PROBLEM TO WORK ON:
Which rows below contain the string "distant", with case matching exactly? Return each of those rows in full.

---------- RECORDS FOR THIS EXERCISE

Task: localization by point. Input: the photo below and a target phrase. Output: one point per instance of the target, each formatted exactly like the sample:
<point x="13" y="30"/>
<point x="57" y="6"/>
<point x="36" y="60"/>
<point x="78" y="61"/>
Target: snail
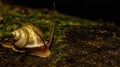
<point x="29" y="39"/>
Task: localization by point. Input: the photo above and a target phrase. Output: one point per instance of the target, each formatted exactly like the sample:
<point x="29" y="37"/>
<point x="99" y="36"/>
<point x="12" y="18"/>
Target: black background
<point x="108" y="11"/>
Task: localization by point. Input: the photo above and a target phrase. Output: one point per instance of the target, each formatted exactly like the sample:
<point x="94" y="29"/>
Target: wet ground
<point x="77" y="42"/>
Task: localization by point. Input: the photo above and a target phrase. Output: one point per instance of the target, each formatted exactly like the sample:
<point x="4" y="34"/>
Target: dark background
<point x="107" y="11"/>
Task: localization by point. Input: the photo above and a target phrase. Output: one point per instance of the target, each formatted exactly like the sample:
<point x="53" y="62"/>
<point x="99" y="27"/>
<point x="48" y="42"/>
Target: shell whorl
<point x="28" y="36"/>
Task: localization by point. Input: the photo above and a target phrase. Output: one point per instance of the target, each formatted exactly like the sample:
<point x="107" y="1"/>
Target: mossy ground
<point x="77" y="42"/>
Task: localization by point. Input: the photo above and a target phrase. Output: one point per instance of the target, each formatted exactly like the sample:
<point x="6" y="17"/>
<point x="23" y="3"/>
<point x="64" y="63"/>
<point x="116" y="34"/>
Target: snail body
<point x="29" y="39"/>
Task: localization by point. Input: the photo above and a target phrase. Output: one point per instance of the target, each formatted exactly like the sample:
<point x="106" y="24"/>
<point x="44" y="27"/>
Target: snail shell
<point x="28" y="36"/>
<point x="29" y="39"/>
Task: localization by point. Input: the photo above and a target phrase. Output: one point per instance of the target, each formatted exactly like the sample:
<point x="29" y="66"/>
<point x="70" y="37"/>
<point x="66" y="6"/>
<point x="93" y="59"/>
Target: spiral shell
<point x="28" y="36"/>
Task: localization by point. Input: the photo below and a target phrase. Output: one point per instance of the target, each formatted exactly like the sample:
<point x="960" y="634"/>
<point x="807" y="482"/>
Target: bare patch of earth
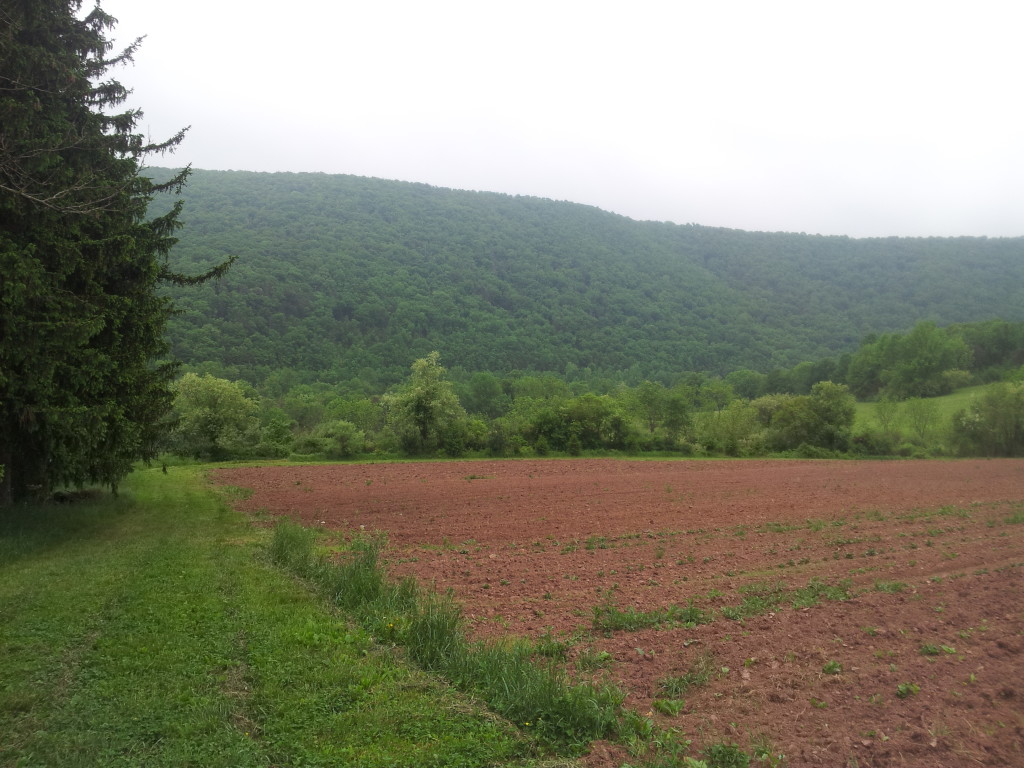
<point x="865" y="613"/>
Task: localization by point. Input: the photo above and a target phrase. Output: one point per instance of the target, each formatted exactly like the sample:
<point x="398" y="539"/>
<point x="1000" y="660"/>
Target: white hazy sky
<point x="837" y="117"/>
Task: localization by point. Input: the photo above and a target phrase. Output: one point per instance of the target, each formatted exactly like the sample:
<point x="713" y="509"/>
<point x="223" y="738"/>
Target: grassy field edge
<point x="151" y="630"/>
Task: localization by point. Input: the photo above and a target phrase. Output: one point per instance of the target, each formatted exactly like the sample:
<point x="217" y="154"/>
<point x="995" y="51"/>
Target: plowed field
<point x="845" y="613"/>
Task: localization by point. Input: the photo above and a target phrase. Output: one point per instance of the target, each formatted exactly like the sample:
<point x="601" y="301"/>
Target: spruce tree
<point x="81" y="314"/>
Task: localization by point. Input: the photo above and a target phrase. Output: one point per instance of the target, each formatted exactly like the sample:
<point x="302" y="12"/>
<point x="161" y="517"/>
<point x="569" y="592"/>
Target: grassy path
<point x="148" y="630"/>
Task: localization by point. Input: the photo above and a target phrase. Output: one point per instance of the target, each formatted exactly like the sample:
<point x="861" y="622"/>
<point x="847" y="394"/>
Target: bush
<point x="342" y="439"/>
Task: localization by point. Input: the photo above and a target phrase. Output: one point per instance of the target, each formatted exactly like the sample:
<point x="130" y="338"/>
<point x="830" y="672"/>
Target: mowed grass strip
<point x="150" y="630"/>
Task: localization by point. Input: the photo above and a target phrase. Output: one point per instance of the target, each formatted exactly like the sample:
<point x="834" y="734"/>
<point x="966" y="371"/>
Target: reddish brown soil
<point x="532" y="547"/>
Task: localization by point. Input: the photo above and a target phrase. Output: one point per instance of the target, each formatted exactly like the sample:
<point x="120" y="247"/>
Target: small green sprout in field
<point x="890" y="587"/>
<point x="593" y="659"/>
<point x="904" y="690"/>
<point x="726" y="755"/>
<point x="669" y="707"/>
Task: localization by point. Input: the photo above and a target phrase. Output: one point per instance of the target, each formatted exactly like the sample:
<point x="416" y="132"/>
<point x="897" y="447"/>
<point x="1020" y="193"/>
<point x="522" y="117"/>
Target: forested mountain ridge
<point x="353" y="278"/>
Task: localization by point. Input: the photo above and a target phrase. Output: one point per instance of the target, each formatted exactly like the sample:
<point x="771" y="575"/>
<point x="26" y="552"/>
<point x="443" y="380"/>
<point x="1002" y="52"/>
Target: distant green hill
<point x="354" y="278"/>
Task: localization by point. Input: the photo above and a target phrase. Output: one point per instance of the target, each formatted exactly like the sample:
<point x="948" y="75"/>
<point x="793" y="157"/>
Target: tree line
<point x="434" y="414"/>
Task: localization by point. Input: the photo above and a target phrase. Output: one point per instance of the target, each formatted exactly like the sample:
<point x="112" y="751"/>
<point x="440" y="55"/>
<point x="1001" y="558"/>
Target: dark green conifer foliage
<point x="81" y="321"/>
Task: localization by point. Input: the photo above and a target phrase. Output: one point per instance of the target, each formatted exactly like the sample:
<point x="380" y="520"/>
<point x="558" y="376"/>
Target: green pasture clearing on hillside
<point x="147" y="630"/>
<point x="946" y="406"/>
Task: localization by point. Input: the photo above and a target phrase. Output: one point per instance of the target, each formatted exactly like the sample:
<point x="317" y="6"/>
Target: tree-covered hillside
<point x="353" y="278"/>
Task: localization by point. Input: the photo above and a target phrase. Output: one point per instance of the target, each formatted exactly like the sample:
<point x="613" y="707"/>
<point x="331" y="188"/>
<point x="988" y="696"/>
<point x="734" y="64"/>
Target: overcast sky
<point x="836" y="117"/>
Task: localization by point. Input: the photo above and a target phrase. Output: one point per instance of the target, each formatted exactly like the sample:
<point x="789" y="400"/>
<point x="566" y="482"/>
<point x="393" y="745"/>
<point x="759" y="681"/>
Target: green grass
<point x="946" y="404"/>
<point x="151" y="630"/>
<point x="514" y="677"/>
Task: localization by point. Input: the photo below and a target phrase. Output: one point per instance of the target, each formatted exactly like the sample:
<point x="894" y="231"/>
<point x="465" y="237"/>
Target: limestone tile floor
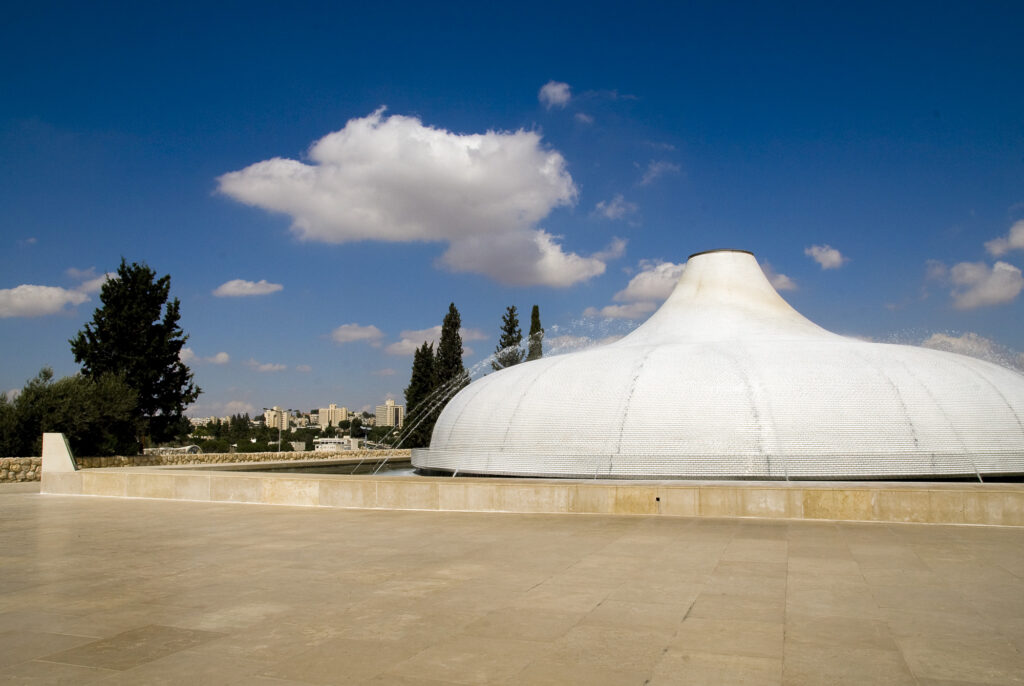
<point x="102" y="591"/>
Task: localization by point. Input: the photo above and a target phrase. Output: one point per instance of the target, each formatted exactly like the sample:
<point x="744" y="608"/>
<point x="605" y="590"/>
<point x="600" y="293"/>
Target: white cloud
<point x="778" y="282"/>
<point x="656" y="170"/>
<point x="91" y="283"/>
<point x="95" y="285"/>
<point x="826" y="256"/>
<point x="1014" y="240"/>
<point x="238" y="288"/>
<point x="554" y="94"/>
<point x="239" y="408"/>
<point x="349" y="333"/>
<point x="413" y="339"/>
<point x="936" y="270"/>
<point x="30" y="300"/>
<point x="188" y="356"/>
<point x="616" y="208"/>
<point x="654" y="282"/>
<point x="81" y="274"/>
<point x="266" y="367"/>
<point x="975" y="345"/>
<point x="633" y="310"/>
<point x="393" y="179"/>
<point x="977" y="285"/>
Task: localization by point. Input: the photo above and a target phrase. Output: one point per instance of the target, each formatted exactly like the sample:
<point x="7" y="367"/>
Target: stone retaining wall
<point x="13" y="470"/>
<point x="29" y="469"/>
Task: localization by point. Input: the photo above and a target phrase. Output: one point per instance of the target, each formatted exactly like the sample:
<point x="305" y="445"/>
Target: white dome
<point x="726" y="380"/>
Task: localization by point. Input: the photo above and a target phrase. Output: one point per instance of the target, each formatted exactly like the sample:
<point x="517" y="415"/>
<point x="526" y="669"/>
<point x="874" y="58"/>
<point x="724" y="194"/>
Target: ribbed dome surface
<point x="726" y="380"/>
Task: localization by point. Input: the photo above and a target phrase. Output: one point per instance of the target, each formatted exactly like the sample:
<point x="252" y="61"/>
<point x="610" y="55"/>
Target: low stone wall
<point x="29" y="469"/>
<point x="13" y="470"/>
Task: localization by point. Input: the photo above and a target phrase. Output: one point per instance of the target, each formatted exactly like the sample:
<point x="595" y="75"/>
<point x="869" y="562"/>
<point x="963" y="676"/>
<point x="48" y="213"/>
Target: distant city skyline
<point x="321" y="182"/>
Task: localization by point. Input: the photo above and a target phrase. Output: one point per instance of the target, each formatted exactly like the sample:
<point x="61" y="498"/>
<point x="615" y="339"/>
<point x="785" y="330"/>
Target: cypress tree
<point x="536" y="350"/>
<point x="135" y="334"/>
<point x="508" y="351"/>
<point x="451" y="374"/>
<point x="421" y="385"/>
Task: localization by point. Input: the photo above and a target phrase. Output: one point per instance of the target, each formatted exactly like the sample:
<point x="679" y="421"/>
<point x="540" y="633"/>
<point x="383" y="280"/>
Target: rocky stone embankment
<point x="29" y="469"/>
<point x="13" y="470"/>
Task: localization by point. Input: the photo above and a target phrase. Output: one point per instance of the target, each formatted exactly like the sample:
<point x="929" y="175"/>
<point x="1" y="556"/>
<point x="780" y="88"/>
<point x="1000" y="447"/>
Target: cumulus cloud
<point x="265" y="367"/>
<point x="91" y="282"/>
<point x="656" y="169"/>
<point x="238" y="288"/>
<point x="554" y="94"/>
<point x="410" y="340"/>
<point x="975" y="345"/>
<point x="977" y="285"/>
<point x="30" y="300"/>
<point x="393" y="179"/>
<point x="936" y="270"/>
<point x="826" y="256"/>
<point x="1014" y="240"/>
<point x="349" y="333"/>
<point x="616" y="208"/>
<point x="654" y="282"/>
<point x="652" y="285"/>
<point x="532" y="258"/>
<point x="633" y="310"/>
<point x="188" y="356"/>
<point x="778" y="282"/>
<point x="239" y="408"/>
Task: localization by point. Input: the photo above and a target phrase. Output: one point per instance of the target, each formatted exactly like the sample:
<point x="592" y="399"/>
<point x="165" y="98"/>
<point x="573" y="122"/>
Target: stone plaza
<point x="134" y="591"/>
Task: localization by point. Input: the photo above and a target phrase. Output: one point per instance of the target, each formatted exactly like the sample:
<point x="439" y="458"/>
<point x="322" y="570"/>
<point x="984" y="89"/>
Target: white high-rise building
<point x="390" y="414"/>
<point x="276" y="418"/>
<point x="333" y="415"/>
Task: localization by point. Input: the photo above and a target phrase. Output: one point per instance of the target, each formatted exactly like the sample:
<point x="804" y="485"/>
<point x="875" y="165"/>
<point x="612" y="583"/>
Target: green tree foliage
<point x="135" y="334"/>
<point x="421" y="385"/>
<point x="508" y="351"/>
<point x="442" y="373"/>
<point x="96" y="415"/>
<point x="536" y="346"/>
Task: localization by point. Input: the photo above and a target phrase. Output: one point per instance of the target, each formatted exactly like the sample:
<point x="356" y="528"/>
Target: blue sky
<point x="321" y="180"/>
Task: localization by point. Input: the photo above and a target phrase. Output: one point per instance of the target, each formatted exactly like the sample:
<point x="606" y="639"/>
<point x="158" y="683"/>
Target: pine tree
<point x="508" y="351"/>
<point x="135" y="334"/>
<point x="536" y="336"/>
<point x="421" y="385"/>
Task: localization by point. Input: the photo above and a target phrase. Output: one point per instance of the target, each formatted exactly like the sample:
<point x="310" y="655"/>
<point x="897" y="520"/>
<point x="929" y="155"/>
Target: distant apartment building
<point x="275" y="418"/>
<point x="390" y="414"/>
<point x="206" y="421"/>
<point x="333" y="415"/>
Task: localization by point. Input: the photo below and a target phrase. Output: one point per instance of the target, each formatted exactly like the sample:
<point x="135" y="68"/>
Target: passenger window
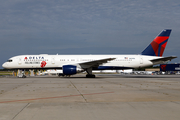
<point x="9" y="60"/>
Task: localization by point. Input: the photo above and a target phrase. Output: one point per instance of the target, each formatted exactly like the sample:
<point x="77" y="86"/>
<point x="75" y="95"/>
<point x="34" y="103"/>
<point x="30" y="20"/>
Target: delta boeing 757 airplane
<point x="73" y="64"/>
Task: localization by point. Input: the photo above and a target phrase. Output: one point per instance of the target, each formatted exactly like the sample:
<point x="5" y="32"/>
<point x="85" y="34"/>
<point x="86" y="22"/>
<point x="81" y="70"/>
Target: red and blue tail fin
<point x="157" y="46"/>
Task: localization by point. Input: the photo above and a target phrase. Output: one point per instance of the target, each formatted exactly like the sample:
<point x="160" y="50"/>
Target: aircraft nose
<point x="4" y="65"/>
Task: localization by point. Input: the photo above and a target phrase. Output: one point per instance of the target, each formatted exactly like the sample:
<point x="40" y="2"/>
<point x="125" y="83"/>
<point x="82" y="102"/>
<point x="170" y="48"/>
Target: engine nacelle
<point x="71" y="69"/>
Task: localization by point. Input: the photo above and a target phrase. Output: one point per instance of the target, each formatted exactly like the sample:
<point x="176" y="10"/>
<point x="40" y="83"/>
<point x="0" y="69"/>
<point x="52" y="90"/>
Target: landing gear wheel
<point x="90" y="76"/>
<point x="23" y="76"/>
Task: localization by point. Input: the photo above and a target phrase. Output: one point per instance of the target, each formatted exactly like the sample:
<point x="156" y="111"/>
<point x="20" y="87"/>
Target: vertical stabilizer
<point x="157" y="46"/>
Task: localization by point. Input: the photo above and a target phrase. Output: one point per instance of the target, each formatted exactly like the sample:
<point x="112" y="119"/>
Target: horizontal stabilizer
<point x="164" y="59"/>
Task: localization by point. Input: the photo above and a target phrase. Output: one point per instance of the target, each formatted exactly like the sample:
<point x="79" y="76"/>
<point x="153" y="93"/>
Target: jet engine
<point x="71" y="69"/>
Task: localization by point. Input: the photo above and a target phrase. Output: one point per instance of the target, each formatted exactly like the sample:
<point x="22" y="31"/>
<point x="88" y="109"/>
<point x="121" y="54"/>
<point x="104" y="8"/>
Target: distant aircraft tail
<point x="157" y="46"/>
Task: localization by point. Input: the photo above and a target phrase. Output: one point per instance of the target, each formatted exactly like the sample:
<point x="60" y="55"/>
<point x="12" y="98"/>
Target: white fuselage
<point x="57" y="61"/>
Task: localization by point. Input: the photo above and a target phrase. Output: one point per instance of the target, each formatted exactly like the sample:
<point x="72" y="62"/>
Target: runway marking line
<point x="54" y="97"/>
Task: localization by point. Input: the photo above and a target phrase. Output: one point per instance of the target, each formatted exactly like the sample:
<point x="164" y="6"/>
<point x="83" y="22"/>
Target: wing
<point x="95" y="63"/>
<point x="163" y="59"/>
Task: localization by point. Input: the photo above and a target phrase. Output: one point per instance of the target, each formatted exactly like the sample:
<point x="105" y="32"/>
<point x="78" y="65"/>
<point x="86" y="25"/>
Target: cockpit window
<point x="9" y="61"/>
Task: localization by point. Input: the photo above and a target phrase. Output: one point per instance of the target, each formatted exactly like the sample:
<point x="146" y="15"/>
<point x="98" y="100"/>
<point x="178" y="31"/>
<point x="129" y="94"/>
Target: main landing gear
<point x="90" y="75"/>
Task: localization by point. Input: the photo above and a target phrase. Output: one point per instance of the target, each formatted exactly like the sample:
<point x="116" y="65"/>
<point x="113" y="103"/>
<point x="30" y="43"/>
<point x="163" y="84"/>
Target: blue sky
<point x="86" y="26"/>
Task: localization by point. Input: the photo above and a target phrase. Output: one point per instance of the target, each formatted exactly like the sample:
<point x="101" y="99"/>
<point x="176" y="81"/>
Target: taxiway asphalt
<point x="106" y="97"/>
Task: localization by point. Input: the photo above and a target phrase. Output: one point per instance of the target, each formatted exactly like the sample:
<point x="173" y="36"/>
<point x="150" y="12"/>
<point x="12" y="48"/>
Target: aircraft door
<point x="141" y="60"/>
<point x="20" y="61"/>
<point x="53" y="60"/>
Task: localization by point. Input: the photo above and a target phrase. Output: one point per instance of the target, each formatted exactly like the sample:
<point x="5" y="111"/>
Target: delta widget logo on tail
<point x="157" y="46"/>
<point x="163" y="67"/>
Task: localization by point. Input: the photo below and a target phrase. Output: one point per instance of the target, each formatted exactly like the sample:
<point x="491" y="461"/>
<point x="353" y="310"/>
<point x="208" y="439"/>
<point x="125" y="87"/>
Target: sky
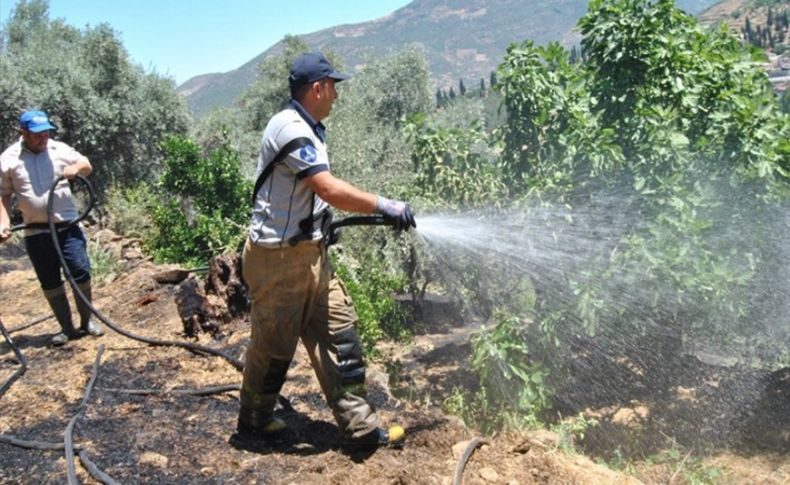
<point x="185" y="38"/>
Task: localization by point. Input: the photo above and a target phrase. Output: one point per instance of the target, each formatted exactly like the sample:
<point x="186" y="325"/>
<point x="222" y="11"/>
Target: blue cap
<point x="35" y="122"/>
<point x="311" y="67"/>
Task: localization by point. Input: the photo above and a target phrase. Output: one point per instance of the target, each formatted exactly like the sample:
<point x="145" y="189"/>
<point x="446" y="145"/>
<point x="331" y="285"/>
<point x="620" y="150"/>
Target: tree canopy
<point x="105" y="106"/>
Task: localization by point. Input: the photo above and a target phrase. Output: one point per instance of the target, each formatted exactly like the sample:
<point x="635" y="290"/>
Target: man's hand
<point x="71" y="171"/>
<point x="5" y="234"/>
<point x="397" y="212"/>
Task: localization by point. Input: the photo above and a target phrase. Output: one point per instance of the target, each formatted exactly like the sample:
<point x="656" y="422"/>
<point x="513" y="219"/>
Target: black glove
<point x="396" y="212"/>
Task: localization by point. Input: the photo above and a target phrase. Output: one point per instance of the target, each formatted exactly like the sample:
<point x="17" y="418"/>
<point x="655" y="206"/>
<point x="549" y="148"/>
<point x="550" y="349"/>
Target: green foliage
<point x="129" y="210"/>
<point x="672" y="118"/>
<point x="512" y="389"/>
<point x="106" y="107"/>
<point x="204" y="204"/>
<point x="785" y="101"/>
<point x="453" y="165"/>
<point x="270" y="92"/>
<point x="366" y="143"/>
<point x="371" y="285"/>
<point x="220" y="126"/>
<point x="552" y="135"/>
<point x="572" y="430"/>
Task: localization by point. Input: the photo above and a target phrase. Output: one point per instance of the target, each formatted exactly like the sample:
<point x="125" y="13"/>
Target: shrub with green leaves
<point x="204" y="203"/>
<point x="513" y="390"/>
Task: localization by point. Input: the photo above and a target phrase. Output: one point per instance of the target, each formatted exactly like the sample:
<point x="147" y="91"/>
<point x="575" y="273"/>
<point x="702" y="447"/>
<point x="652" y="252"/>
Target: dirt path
<point x="182" y="439"/>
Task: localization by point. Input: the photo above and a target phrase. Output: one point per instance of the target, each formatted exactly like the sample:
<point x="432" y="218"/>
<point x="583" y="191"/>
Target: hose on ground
<point x="19" y="356"/>
<point x="203" y="391"/>
<point x="162" y="343"/>
<point x="94" y="471"/>
<point x="31" y="323"/>
<point x="34" y="445"/>
<point x="470" y="448"/>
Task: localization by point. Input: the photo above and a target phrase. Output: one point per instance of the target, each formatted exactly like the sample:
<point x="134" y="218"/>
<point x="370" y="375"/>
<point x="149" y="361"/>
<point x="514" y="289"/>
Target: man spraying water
<point x="294" y="290"/>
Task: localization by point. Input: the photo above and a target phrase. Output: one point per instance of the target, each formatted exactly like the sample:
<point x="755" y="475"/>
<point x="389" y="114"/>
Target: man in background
<point x="294" y="290"/>
<point x="27" y="170"/>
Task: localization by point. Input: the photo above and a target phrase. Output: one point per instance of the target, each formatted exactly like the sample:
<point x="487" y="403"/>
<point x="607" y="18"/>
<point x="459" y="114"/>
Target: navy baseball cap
<point x="311" y="67"/>
<point x="35" y="122"/>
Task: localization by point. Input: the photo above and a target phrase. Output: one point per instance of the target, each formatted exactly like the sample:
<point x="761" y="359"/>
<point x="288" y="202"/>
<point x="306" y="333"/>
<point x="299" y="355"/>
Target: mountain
<point x="462" y="39"/>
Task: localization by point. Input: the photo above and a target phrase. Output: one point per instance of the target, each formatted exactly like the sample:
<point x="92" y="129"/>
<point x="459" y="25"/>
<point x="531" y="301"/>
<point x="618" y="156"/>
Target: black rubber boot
<point x="87" y="325"/>
<point x="60" y="307"/>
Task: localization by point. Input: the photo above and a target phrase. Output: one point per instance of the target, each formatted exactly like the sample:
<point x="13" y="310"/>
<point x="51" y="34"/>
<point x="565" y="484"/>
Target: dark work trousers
<point x="45" y="258"/>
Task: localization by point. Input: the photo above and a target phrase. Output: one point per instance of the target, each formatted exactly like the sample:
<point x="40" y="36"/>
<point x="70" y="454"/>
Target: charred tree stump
<point x="204" y="305"/>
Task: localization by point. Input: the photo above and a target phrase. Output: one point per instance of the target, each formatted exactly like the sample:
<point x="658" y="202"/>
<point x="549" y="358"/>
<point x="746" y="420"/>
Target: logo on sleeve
<point x="308" y="154"/>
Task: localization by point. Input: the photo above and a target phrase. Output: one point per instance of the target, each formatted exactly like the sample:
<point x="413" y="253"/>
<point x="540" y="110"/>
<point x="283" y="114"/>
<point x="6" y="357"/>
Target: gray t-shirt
<point x="285" y="199"/>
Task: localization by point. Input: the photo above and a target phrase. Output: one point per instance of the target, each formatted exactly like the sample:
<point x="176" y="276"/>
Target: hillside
<point x="461" y="38"/>
<point x="137" y="428"/>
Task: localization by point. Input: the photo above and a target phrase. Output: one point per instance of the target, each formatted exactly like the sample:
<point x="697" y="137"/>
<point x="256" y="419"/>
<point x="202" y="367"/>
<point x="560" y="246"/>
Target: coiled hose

--------------------

TASK OUTPUT:
Target: distant green hill
Target: distant city skyline
Target: distant apartment building
Target: distant aircraft tail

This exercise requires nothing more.